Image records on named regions
══════════════════════════════

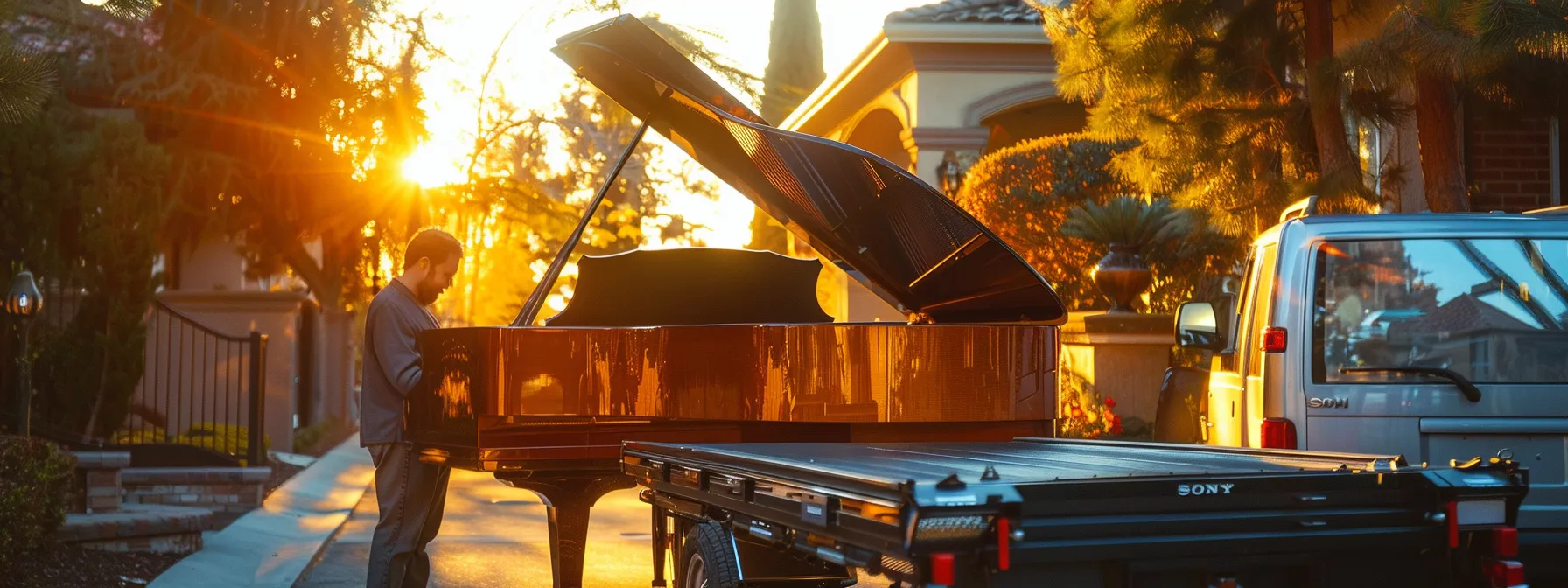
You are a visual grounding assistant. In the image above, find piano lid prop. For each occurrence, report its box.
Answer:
[554,16,1067,325]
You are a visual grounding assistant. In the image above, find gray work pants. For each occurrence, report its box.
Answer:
[366,444,452,588]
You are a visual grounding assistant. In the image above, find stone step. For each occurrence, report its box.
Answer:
[55,505,214,554]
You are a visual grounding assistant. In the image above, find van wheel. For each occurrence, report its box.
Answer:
[676,521,740,588]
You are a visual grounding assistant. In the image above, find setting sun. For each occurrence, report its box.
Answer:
[403,143,463,188]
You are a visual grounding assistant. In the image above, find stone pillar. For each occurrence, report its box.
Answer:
[318,311,359,424]
[1060,312,1176,426]
[905,127,991,188]
[71,452,130,514]
[147,290,305,452]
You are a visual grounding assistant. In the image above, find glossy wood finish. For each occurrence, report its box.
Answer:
[408,323,1057,471]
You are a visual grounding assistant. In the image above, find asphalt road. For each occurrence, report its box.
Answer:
[295,471,887,588]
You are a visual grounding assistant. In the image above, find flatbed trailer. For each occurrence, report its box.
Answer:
[622,439,1527,588]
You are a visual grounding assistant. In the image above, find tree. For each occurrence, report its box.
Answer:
[430,4,758,325]
[108,0,428,311]
[0,0,154,124]
[750,0,828,254]
[1344,0,1568,212]
[0,94,168,438]
[1041,0,1374,235]
[955,135,1242,312]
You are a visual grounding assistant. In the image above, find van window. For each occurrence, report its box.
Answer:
[1312,238,1568,384]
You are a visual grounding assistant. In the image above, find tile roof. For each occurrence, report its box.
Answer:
[1391,293,1535,334]
[885,0,1057,24]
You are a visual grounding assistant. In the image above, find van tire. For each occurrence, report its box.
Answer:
[1154,367,1209,444]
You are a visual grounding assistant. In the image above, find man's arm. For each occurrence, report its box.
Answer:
[367,307,420,396]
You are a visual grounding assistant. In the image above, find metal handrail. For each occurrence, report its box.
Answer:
[121,299,267,466]
[147,298,254,343]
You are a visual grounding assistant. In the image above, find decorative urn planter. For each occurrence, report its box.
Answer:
[1095,245,1154,313]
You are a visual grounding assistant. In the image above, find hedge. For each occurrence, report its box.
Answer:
[0,434,77,577]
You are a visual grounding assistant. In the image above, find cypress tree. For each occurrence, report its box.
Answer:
[750,0,826,253]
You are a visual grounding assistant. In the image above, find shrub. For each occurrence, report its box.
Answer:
[0,436,77,577]
[293,420,354,456]
[955,135,1135,311]
[1057,370,1154,441]
[174,424,273,466]
[111,424,271,466]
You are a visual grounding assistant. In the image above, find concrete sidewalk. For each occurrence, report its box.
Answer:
[152,434,374,588]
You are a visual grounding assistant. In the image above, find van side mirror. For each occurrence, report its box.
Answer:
[1176,303,1225,351]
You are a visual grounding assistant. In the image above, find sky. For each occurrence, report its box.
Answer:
[398,0,931,246]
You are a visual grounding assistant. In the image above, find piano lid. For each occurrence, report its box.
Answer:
[554,16,1067,323]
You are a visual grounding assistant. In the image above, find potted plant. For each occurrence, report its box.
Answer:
[1061,196,1195,313]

══════════════════════════════

■ What is required
Copy every one of the records above word for word, leaving out the pictures.

■ Task answer
You are a visual grounding assistant. In the image above, find piano lid prop. For each occurrence, report its box.
Answer:
[554,16,1067,325]
You are a visual grounding assistant. In the image above, find gray work pants. For each occurrence, report its box.
Answer:
[366,444,452,588]
You are a visual grounding assistant. In the image above, find stone step. For each occurrence, report its box.
Answer:
[55,505,214,554]
You are a visual grounding assistant. In the image above, find van wheel. For each occurrence, report its box.
Answer:
[676,521,740,588]
You are a visual grounding assistant. In the image above, find setting sun. For each occurrence, report its box.
Answer:
[403,143,463,188]
You are a visual grounding assistant. In the image above, find stone pillar. For each occurrence, report its box.
Answer:
[318,311,359,424]
[1060,312,1176,426]
[905,127,991,188]
[71,452,130,514]
[147,290,305,452]
You are a visual grounding assistant. In the image above, find glossy wood finish. For each occurrence, report its box.
Answer:
[408,323,1057,471]
You are a visual grounding assistant. In the image above, find asphalt road. For each occurrence, report its box.
Answer:
[295,471,887,588]
You are a visual grounding assistant. In the image above, find flatbed trailer. For each occurrence, report its box.
Answer:
[622,439,1527,588]
You are a visual grounding assistant. In the image above, find tree. For each occurrence, report its box.
Answer:
[430,4,758,325]
[108,0,428,311]
[0,0,154,124]
[750,0,828,254]
[1344,0,1568,212]
[0,94,168,438]
[1041,0,1374,235]
[955,135,1242,312]
You are a visual grounding assistant. In the image above, find van window. For each occurrence, report its box.
Answer:
[1312,238,1568,384]
You are a visual grounding assistant. In the image above, find tile roof. For each occurrence, report its box.
Answer:
[1391,293,1535,334]
[885,0,1057,24]
You are a visual grounding assistant. In the image above, find van tire. For each occurrence, report its box.
Answer:
[1154,367,1209,444]
You are a visual grounding assistant. In the image above, find man's arm. For each occurrence, report its box.
Answer:
[367,307,420,396]
You are a visual grounding assistant. In the image above, find metal handrail. For each occurrence, report its box.
Answer:
[121,299,267,466]
[147,298,254,343]
You are a visual grounding assistant. In the image above, find decorative urn planter. For each occurrence, report its box.
Answer:
[1095,245,1154,313]
You are a visual grounding assistant. In the image above, find hedge. For each occurrence, report its box.
Answer:
[0,434,77,577]
You are a visual grounding assistant. In the image above, find cypress tree. For each occurrence, report its box.
Answer:
[750,0,826,253]
You are a visual grounding assistant. In the image above, find shrub. For each occurrence, report its box.
Answer:
[0,436,77,577]
[293,420,354,456]
[955,135,1135,311]
[1057,370,1154,441]
[174,424,273,466]
[111,424,271,466]
You are a visual grounding assistant. In the image above, find concrete sidewalk. For each occurrence, report its box.
Answer:
[152,434,374,588]
You are a visual grounding assistant. In the image above, find van side mirror. For each occurrence, report its box.
Answer:
[1176,303,1225,351]
You are a visual grounding assistant. In the image above, find sky. For each occurrence, report its box.
Answer:
[398,0,931,246]
You are a visual grounding assistant. In the image above, find piano lid. For each occurrence, report its box.
Answer:
[554,16,1067,323]
You are a visual grounding assistant. In the image above, find potted plant. For each occurrence, report its box.
Answer:
[1061,196,1195,313]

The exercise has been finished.